WHAT IS BEING ASKED → According to the article on the Munich air disaster, why did Uefa invite the nine surviving former United players as guests of honour to the 1998 European Cup final? Answer in one to three sentences.

EXTRACT →
□ □ □ □

Re: Arguement ref United and their treatment of Munich surviours
As a young lad in the early 60's Jackie Blanchflower lived near me in Peel Hall, (the posh houses not the council ones)!!
Inside football: Munich disaster: the myth and the misery
Independent, The (London), Feb 3, 2000 by David Conn
THE ANNIVERSARY of the Munich air disaster falls this coming Sunday, 6 February; a time, as ever, to remember the injured and the 23 people, including the eight "Busby Babes", who lost their lives. This year, though, the anniversary takes place in the context of angrier memories, an account of hard struggles and bitter realities, from bereaved relatives and survivors, many of whom are only now beginning to tell their stories.
For 40 years, few publicly challenged the telling of Munich as a tragic football story; the loss of eight brilliant young players at Matt Busby's family club, which Busby, usually portrayed as a father figure, then painfully rebuilt and ultimately led to a heroic and cathartic European Cup victory 10 years later. However, former players, and relatives of those who died, now say there was a near- conspiracy of silence over what they saw as United's failure to look after them following the crash, a feeling in part that it would be disloyal to the players who died.
This silence began to be breached only in the summer of 1997. The nine former United players who survived the crash were invited as guests of honour by Uefa, European football's governing body, to the 1998 European Cup final in Munich between Juventus and Borussia Dortmund - a mark, Uefa said, of the enormous contribution the men had made to European football. "I had tears in my eyes," says Ray Wood, the former United goalkeeper. "This was recognition, after 40 years, which we never had in all that time from United."
At that Munich match two years ago the players talked more concertedly about United's treatment of them following the disaster. As surviving players fit enough to play, they were given no financial compensation by United. Those Busby wanted - Harry Gregg, Bill Foulkes, Bobby Charlton, Dennis Viollet - were put back to work. Others - Wood, Albert Scanlon and the 18-year-old wing prodigy Kenny Morgans - who never regained their form were sold soon afterwards without ceremony.
United were insured against the expense of losing players; this amounted to pounds 112,000, which was shared by the club and the dependents of the players who died. A public appeal launched by Manchester's Lord Mayor raised pounds 52,000, distributed to dependents according to their financial needs. United's court case against the airline was settled in January 1963 for pounds 35,000, which led to further payments, including small amounts to the surviving players.

□ □ □ □

Collected data
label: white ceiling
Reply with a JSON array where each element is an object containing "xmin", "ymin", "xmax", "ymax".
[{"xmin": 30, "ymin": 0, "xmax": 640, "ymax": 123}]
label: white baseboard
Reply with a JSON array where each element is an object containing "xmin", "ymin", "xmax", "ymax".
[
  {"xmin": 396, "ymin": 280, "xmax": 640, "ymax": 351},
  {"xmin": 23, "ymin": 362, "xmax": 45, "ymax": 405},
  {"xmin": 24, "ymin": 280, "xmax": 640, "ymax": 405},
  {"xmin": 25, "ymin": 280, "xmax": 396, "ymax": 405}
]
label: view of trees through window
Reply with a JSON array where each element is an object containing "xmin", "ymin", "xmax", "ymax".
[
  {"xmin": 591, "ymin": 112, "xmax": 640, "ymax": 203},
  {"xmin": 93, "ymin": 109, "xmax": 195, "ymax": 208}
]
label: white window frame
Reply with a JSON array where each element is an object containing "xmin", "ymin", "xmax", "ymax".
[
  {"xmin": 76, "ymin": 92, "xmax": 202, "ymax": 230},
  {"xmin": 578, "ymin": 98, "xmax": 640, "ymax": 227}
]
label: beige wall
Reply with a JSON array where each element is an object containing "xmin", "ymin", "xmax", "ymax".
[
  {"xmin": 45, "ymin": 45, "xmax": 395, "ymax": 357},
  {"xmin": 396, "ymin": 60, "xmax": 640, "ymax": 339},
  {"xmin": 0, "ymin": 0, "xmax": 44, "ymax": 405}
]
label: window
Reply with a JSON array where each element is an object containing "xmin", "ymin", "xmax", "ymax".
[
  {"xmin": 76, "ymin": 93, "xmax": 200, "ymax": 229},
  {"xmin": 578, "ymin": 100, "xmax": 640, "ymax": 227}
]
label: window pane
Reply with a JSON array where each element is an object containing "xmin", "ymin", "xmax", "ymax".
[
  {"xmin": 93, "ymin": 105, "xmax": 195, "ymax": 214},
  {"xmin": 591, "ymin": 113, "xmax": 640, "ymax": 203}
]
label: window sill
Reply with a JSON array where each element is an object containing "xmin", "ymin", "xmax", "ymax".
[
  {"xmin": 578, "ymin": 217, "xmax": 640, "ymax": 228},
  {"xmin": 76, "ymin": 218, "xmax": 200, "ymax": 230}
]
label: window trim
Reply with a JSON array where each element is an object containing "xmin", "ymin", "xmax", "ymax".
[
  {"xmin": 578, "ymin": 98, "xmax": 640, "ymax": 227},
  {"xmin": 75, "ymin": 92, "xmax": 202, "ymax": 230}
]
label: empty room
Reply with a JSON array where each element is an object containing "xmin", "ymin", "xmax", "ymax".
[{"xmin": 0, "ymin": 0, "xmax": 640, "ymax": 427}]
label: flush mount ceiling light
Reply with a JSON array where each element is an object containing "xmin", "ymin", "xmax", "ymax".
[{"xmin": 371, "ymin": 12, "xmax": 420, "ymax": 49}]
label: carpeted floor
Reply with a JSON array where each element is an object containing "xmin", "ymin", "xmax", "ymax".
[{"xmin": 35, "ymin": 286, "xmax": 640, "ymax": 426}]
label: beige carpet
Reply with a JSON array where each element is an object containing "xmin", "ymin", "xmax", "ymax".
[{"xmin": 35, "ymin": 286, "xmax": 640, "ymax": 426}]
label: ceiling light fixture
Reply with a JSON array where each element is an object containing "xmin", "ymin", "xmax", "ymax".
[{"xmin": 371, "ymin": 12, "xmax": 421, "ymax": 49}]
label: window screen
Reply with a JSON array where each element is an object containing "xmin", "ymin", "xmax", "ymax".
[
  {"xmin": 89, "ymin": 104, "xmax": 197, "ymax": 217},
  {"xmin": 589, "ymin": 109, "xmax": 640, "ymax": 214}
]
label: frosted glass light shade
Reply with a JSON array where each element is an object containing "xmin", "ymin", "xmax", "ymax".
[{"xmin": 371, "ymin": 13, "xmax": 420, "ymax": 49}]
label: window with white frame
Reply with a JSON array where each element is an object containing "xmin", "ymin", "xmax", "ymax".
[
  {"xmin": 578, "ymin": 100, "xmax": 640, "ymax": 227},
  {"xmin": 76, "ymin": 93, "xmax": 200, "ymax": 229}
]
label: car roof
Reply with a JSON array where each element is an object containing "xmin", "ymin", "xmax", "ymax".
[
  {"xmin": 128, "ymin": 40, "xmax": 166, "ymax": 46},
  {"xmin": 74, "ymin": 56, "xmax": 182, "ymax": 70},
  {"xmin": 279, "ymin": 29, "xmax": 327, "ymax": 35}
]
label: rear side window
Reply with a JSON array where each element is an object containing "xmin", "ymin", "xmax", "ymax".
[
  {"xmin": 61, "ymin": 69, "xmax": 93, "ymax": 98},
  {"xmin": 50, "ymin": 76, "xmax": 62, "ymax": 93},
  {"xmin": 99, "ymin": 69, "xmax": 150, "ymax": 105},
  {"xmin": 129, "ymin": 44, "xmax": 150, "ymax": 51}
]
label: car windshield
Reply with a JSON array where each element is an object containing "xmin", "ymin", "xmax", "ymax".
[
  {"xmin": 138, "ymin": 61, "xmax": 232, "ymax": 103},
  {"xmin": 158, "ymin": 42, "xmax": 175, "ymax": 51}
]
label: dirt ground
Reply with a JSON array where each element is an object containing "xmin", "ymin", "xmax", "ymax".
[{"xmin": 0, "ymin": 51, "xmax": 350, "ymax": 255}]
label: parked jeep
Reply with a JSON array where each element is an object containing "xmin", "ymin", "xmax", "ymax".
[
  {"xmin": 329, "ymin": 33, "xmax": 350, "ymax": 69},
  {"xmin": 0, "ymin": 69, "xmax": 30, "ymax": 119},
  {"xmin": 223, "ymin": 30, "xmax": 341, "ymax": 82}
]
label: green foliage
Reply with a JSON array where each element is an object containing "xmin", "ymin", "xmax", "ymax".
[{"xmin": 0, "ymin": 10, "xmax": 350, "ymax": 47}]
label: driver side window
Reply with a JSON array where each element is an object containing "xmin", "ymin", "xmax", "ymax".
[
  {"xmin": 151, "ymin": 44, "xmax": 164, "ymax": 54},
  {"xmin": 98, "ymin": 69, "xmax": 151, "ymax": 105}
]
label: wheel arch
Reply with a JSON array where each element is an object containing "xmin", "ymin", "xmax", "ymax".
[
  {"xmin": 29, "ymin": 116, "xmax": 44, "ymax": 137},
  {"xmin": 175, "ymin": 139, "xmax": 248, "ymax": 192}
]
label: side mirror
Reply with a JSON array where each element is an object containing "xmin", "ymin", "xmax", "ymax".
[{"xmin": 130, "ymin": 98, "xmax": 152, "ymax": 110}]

□ □ □ □

EXERCISE OUTPUT → Uefa said the invitation marked the enormous contribution the men had made to European football.